DATASET EXCERPTS ::
· · · ·

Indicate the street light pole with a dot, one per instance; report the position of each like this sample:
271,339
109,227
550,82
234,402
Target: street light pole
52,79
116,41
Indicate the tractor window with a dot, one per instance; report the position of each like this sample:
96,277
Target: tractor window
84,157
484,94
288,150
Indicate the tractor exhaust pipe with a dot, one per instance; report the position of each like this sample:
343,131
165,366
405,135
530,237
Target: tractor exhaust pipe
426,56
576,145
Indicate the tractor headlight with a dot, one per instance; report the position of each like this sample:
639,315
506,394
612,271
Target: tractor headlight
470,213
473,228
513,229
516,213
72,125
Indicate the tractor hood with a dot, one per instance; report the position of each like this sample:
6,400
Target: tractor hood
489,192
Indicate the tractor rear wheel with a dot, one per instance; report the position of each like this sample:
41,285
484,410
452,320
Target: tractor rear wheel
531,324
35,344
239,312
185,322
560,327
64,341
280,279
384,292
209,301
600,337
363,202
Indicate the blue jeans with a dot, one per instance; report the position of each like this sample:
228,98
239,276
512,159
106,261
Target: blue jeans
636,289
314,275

· · · ·

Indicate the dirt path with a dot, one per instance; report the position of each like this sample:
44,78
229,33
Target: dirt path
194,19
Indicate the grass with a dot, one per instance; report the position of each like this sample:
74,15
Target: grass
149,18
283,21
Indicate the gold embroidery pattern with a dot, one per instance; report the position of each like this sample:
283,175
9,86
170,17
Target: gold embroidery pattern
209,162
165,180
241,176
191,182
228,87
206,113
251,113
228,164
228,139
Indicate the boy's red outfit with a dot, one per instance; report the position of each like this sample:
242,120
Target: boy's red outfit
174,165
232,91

· · · ·

WHAT THIS TASK INVOLVES :: Reproduce every line above that contains the string "position".

RESPONSE TO THIS TASK ::
Indicate the street light pole with a dot, one per instance; report the position of each like this sample:
Indicate the tractor window with a dot, one per instance; report the position of each like this sample:
Indicate the tractor exhaust pipe with a dot, one per instance; report the position of each like this sample:
Indicate the tractor headlight with a dot, one per instance; report the position of each like this sample:
Indicate the tractor hood with a dot, one per instance; report the position of each like this sample:
Indicate the tractor rear wheel with a dot, one per instance; report the position of each like this sample:
Indicate the blue jeans with a dot, one per instance; report the position of each like this sample:
Indicate the dirt path with a dot, one per instance; report the position of each like this sample:
Indicate the grass with a dot, one per instance; report the position of each like this sample:
Indicate the gold embroidery pattern with a dot, one per instance; report the position of each like this sample:
Indicate the boy's red outfit with a dot, one per instance; report the position of each like this sample:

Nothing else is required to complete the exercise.